The October 2011 Food Tour to Piedmont will be visiting Mulino Marino too! Below is Ari’s story of his visit there. -Jillian
Polenta: A Tale of Poverty and Pride
by Ari Weinzweig
To see the pride side of the Italian relationship with polenta, you could take the same trip I did a few years back, to visit one of the best little polenta mills in the Piedmont. This is the region in the upper left-hand corner of the map of Italy that starts in the north at the Alps, and descends down southward until it runs up against the Italian Riviera. Like the rest of northern Italy, the Piedmont has a 300-year-old tradition of growing, drying, grinding and cooking corn. And the Marinos are carrying that tradition forward with enormous enthusiasm.
The Best Little Polenta Mill in Italy?
I can’t say with certainty that the mill of the Marino family makes THE best polenta in Italy—there are a handful of other small mills scattered around Italy that may well make similarly superb products. But I can tell you that the Marinos’ polenta is so far superior to that of the commercial brands that it seems almost another product altogether.
The day we went, it was a wonderfully sunny autumn afternoon and the air was cool, dry and deliciously crisp. The mill sits in the tiny town of Cossano Belbo, high in the hills of the Piemonte. It’s near the truffle town of Alba, not all that far from coastal Liguria, the land of the Italian Riviera. About an hour’s drive down from Turin, you exit the autostrada, cross over the river and head up a small hill, before turning to the right, into the Marino’s mill yard. Inside the gate, there’s room for half a dozen cars to park, or, alternatively, for plenty of corn to dry at the end of the harvest. On the right side is the old works; on the left, a building which houses a newer, more industrial, roller mill. Off to one side is a more modern home, where one of the Marino sons lives with his family. At the back is the old family house cum office, where, happily, a few hours later, we had the opportunity to eat platefuls of the family’s freshly ground polenta.
The old mill room is small, maybe 15 by 15 feet square. It looks like something out of the 19th century, or maybe like a museum piece created to teach modern youths about 19th century milling. The back half of the space is taken up by a raised, reinforced, wooden platform, upon which sit two pairs of powerful granite millstones. The set on the left is for grinding wheat, the one on the right for cutting corn. Unlike those used to press olives—which stand up on edge—the stones used for milling grain lie horizontally, one above the other. Each is about ten inches thick, and roughly four feet across. A trio of steel strips wraps the outer edges of each. The sets of stones sit inside square, well-worn wooden frames, each about five feet across. The stones spin steadily, if slowly by modern standards. Today the mill is powered by electricity, but it was water powered up until the 1950s.

DATA PROVIDED:

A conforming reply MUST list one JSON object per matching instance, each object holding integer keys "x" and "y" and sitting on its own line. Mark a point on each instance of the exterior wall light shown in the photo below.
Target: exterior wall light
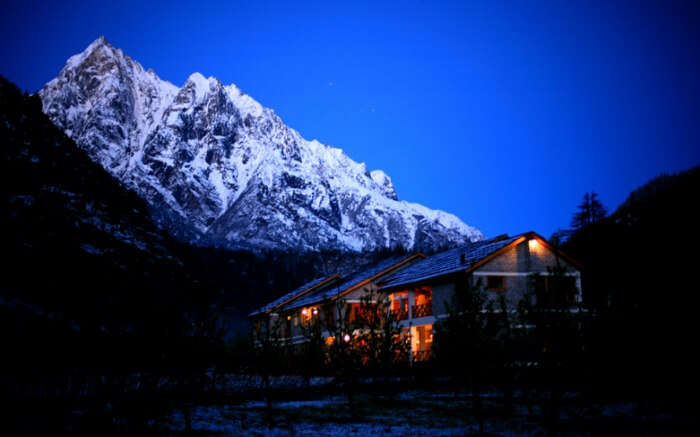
{"x": 533, "y": 244}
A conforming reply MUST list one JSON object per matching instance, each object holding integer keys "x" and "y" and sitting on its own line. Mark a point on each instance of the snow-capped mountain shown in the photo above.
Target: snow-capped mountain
{"x": 220, "y": 168}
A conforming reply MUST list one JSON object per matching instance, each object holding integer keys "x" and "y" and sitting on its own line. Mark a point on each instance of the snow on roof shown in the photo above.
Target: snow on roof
{"x": 309, "y": 285}
{"x": 447, "y": 262}
{"x": 347, "y": 283}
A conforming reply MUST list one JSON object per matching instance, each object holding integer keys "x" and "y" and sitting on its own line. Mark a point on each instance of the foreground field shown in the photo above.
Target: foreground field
{"x": 410, "y": 413}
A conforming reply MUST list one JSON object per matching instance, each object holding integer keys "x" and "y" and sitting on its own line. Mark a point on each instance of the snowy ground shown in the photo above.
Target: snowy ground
{"x": 411, "y": 413}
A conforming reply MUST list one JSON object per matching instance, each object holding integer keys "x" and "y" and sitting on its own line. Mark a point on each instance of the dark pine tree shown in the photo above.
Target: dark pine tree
{"x": 590, "y": 211}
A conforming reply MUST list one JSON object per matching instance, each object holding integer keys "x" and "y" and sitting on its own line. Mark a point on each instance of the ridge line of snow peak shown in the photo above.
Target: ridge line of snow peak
{"x": 220, "y": 168}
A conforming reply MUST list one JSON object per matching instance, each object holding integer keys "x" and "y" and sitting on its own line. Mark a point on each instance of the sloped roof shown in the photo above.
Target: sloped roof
{"x": 350, "y": 282}
{"x": 447, "y": 262}
{"x": 305, "y": 288}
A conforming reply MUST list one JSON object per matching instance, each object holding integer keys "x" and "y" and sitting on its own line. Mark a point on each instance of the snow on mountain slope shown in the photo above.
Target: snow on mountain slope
{"x": 220, "y": 168}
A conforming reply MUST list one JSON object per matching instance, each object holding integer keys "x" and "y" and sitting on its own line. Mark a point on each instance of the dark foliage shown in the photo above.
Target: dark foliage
{"x": 638, "y": 276}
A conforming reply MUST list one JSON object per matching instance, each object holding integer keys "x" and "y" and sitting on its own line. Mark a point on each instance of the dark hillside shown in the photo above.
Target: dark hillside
{"x": 640, "y": 272}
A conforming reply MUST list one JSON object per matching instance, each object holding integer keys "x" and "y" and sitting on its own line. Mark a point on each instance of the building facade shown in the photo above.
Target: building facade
{"x": 419, "y": 288}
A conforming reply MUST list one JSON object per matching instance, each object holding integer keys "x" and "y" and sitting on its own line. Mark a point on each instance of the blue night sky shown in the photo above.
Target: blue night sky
{"x": 501, "y": 113}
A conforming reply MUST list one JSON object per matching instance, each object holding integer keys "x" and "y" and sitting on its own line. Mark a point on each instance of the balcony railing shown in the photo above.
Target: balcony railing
{"x": 422, "y": 310}
{"x": 422, "y": 355}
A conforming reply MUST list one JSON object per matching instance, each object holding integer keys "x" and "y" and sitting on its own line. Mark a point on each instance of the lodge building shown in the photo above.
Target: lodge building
{"x": 420, "y": 287}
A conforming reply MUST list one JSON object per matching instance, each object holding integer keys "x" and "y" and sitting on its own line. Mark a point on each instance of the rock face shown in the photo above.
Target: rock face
{"x": 218, "y": 168}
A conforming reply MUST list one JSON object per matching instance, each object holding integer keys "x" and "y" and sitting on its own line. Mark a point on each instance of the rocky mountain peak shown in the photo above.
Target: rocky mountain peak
{"x": 219, "y": 168}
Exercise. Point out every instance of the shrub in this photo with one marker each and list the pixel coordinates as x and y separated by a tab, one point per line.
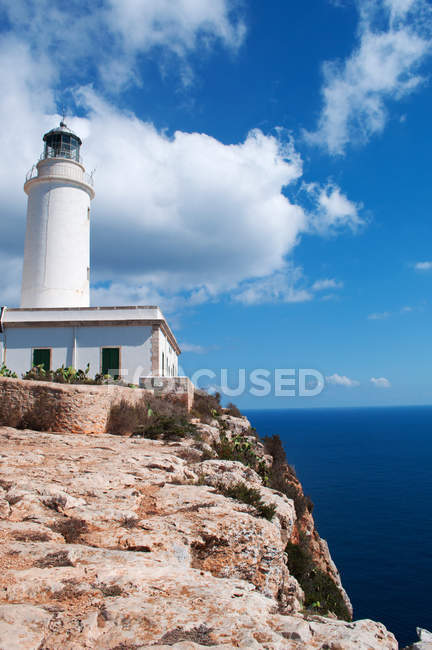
241	492
321	593
71	529
241	449
5	372
232	409
283	477
151	417
206	407
59	558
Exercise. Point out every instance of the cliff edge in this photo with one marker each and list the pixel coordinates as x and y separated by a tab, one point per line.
126	543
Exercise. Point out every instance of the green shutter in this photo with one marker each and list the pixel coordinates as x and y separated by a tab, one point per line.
42	358
111	361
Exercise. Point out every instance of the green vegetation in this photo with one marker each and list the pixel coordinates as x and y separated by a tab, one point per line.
250	496
283	477
322	596
240	448
64	375
5	372
152	417
233	410
206	407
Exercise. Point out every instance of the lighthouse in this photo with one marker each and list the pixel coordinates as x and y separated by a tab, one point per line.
56	270
55	325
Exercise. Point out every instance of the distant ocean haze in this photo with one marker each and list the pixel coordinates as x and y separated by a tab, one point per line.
368	472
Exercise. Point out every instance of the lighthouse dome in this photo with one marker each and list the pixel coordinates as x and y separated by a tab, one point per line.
61	142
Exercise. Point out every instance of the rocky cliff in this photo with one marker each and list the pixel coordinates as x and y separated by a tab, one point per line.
123	543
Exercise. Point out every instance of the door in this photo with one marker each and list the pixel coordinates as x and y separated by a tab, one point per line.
111	362
42	357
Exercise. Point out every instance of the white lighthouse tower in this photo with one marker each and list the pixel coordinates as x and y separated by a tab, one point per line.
55	325
56	271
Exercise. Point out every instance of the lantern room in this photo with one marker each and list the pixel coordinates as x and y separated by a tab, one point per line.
62	143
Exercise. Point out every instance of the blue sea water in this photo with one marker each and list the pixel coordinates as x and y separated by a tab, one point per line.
368	472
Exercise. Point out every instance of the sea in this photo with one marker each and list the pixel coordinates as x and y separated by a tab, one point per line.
369	474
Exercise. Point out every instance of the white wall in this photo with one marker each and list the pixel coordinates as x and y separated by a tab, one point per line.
169	359
134	343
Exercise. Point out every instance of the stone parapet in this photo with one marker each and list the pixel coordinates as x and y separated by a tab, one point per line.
79	408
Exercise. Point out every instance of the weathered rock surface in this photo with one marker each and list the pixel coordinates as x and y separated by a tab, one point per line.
115	543
424	642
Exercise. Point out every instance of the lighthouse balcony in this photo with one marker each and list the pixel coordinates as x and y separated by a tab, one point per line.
62	168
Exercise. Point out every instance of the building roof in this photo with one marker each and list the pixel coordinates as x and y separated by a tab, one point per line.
88	316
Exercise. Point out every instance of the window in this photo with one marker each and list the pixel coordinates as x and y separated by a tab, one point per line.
42	357
111	362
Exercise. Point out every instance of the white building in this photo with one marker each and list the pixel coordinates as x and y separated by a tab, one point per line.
55	324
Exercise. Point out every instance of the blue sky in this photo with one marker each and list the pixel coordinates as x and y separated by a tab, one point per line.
262	173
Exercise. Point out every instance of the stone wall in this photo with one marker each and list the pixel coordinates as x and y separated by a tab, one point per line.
78	408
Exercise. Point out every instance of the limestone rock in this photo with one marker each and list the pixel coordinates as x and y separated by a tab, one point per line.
113	542
424	642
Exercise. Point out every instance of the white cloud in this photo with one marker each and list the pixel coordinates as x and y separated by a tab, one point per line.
342	380
379	315
394	39
192	347
332	210
380	382
281	286
106	38
423	266
324	285
177	220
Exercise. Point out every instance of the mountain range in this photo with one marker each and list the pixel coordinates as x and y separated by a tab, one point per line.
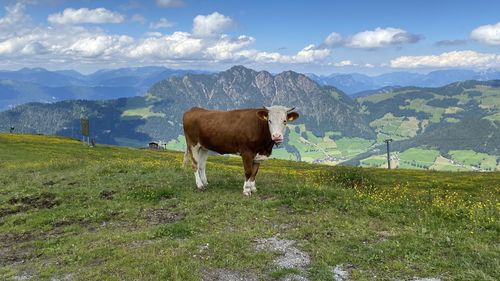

SET TASKS:
1. In the polenta mill story, what town is the Marino family's mill in?
2. Summarize the polenta mill story in two sentences.

RESULTS FOR EACH TASK:
1. Cossano Belbo, in the hills of the Piedmont.

2. The Marino family's small mill in Cossano Belbo, in the hills of the Piedmont, carries forward the region's 300-year-old corn tradition and makes polenta far superior to commercial brands. Its old mill room holds two pairs of granite millstones, one for wheat and one for corn, which now run on electricity but were water powered until the 1950s.